#### Description of the task
When a line of the entries contains the word "below", report that line.

[Natural-language object grounding data]
.....
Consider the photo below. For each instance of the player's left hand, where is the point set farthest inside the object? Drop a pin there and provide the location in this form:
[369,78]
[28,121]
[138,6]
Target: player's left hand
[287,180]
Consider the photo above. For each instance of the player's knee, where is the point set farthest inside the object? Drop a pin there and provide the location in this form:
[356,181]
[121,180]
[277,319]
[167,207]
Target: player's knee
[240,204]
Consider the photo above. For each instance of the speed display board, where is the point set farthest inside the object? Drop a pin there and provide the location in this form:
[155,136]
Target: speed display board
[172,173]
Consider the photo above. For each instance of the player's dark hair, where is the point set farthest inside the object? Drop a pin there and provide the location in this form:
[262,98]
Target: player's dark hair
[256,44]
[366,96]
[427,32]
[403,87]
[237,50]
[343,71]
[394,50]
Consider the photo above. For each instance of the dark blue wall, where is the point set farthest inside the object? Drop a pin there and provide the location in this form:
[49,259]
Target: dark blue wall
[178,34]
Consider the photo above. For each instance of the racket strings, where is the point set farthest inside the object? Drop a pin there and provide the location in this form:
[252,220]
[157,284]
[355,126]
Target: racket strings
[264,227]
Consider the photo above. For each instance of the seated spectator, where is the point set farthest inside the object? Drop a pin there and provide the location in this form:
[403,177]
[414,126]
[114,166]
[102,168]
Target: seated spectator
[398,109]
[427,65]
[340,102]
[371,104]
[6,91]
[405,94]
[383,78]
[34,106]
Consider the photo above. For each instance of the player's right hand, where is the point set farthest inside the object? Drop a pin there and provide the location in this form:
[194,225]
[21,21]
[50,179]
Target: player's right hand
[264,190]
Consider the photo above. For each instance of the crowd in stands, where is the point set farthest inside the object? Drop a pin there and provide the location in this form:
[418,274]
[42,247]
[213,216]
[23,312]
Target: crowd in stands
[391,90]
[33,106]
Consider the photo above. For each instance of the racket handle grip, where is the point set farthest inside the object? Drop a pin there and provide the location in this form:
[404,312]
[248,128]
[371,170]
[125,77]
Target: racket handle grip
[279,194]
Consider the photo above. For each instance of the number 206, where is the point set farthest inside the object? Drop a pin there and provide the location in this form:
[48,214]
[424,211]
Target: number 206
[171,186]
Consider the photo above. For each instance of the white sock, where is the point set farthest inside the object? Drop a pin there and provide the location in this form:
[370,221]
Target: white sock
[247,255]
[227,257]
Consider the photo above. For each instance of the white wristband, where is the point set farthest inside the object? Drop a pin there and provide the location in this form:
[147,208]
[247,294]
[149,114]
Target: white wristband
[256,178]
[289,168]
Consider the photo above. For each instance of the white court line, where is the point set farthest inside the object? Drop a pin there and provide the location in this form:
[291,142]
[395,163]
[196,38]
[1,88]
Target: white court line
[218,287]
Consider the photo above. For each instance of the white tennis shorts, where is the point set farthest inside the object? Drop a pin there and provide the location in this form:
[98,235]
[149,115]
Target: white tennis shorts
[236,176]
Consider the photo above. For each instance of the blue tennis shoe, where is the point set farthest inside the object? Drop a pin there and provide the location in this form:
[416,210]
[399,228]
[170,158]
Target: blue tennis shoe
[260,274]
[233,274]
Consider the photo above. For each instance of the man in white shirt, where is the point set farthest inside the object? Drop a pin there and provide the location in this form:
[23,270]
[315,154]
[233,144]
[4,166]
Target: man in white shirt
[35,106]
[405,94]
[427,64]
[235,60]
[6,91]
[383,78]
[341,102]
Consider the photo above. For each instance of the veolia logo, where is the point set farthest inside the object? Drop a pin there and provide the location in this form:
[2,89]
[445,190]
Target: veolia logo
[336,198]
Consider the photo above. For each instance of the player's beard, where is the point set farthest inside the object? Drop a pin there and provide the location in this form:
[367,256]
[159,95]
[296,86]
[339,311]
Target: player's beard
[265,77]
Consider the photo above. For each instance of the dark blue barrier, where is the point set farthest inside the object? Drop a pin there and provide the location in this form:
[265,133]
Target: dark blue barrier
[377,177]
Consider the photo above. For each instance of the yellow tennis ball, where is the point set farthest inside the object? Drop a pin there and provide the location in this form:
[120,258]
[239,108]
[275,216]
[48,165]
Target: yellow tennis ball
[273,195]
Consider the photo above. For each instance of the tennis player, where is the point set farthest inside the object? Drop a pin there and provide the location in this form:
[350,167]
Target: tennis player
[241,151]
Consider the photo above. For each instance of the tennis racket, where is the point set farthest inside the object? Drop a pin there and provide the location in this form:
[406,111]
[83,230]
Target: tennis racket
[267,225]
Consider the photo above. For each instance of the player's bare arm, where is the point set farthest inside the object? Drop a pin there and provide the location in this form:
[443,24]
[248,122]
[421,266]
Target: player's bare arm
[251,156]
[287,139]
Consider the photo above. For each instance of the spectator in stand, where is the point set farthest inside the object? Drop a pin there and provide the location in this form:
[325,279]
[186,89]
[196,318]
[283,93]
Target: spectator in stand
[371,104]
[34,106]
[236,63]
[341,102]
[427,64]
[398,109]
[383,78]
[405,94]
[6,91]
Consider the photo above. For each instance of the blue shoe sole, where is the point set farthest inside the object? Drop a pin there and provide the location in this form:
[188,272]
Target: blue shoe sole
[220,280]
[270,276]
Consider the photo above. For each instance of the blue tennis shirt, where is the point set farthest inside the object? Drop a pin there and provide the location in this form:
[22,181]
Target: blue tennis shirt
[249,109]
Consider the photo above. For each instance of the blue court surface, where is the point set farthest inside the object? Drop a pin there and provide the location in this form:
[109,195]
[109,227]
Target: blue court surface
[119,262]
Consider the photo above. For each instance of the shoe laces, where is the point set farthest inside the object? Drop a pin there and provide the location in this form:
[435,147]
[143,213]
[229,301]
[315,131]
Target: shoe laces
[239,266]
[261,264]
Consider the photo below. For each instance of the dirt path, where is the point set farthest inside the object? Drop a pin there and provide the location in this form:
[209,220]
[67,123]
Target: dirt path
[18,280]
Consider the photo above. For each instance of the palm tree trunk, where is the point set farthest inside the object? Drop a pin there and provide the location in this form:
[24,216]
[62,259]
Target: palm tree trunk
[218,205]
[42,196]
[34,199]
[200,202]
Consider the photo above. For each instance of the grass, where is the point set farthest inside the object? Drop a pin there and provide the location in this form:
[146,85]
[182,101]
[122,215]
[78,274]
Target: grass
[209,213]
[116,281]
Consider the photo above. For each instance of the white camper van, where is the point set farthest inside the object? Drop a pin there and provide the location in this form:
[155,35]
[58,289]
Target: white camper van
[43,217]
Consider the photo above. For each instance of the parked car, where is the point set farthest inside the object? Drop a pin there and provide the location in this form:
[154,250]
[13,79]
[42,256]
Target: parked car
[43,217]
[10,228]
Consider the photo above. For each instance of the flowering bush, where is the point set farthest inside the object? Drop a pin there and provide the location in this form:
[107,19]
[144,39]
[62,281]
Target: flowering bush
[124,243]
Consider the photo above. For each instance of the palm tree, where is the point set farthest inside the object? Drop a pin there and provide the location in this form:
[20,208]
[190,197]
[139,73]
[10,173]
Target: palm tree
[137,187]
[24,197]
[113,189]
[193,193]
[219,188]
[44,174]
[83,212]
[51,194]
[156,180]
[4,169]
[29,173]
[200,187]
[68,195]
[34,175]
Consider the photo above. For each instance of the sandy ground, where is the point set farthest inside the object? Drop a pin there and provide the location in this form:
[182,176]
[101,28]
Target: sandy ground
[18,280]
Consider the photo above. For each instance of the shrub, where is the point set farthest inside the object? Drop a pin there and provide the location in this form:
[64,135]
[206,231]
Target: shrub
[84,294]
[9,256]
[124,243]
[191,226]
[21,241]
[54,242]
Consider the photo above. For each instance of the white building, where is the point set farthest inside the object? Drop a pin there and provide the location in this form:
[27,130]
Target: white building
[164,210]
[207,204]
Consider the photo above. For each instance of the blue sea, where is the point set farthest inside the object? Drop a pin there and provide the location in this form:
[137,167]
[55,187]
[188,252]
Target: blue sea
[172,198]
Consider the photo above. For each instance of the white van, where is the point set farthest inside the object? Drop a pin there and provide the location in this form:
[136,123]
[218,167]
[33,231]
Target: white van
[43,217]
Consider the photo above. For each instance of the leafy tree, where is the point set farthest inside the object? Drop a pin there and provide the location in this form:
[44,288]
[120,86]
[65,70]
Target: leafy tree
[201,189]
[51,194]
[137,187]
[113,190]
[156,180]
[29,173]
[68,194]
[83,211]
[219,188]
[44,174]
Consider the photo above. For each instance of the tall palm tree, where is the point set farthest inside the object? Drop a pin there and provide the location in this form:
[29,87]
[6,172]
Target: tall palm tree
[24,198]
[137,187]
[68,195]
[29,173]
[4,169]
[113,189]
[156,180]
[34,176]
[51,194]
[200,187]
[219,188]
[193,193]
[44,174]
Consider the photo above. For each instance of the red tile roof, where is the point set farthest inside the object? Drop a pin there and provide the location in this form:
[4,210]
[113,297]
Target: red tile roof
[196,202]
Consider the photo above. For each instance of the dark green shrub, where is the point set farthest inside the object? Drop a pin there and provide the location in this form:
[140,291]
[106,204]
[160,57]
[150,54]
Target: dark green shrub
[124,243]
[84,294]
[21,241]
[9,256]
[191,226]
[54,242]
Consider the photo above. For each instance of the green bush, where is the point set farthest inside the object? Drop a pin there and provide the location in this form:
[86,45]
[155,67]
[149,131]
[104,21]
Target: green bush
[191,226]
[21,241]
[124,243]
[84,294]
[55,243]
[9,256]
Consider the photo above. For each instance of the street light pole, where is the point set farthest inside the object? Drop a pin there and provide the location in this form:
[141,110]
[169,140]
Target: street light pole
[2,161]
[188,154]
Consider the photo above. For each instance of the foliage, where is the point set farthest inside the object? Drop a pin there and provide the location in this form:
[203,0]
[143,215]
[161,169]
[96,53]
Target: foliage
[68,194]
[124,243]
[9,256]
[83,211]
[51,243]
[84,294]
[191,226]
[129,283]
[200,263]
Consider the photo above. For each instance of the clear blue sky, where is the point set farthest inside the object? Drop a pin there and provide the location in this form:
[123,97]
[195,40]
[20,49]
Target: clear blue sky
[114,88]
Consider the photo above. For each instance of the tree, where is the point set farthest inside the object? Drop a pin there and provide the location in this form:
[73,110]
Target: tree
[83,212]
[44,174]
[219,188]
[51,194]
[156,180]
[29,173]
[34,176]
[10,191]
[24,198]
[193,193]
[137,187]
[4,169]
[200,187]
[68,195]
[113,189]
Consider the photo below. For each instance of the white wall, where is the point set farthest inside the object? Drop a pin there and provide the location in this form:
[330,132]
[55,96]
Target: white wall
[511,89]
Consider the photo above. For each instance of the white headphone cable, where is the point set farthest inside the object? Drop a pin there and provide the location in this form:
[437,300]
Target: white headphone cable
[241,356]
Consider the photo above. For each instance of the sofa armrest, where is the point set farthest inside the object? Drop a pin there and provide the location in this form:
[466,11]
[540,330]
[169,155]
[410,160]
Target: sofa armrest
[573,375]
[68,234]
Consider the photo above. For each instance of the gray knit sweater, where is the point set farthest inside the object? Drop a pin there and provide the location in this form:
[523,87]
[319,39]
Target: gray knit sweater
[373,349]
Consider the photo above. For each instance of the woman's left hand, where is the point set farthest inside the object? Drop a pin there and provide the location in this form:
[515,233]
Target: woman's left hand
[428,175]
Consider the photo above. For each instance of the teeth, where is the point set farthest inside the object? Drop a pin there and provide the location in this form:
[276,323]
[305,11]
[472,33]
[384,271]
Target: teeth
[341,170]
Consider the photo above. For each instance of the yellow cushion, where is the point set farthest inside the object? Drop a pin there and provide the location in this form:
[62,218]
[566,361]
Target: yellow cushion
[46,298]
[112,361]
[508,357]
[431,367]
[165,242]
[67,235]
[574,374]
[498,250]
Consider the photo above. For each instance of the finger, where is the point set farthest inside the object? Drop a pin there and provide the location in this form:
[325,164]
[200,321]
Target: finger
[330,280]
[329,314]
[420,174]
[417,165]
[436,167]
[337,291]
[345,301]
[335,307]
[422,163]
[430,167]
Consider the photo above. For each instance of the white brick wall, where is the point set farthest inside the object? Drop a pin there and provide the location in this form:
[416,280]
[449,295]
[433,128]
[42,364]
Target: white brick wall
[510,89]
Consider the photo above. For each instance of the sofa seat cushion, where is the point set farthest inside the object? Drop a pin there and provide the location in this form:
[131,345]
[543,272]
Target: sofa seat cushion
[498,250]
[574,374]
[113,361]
.....
#### Task output
Consider the photo below. For each instance of the player's left hand, where is the point set farthest inside the object? Drop a pin there and provide the location in this form:
Consider the photo below. For each instance of the dirt path, where is the point set farthest inside the object? Drop a pin there and provide the location in this form:
Consider the photo below. For each instance of the white wall, where is the point set farthest inside the object? Drop a pin there and provide the location in this form:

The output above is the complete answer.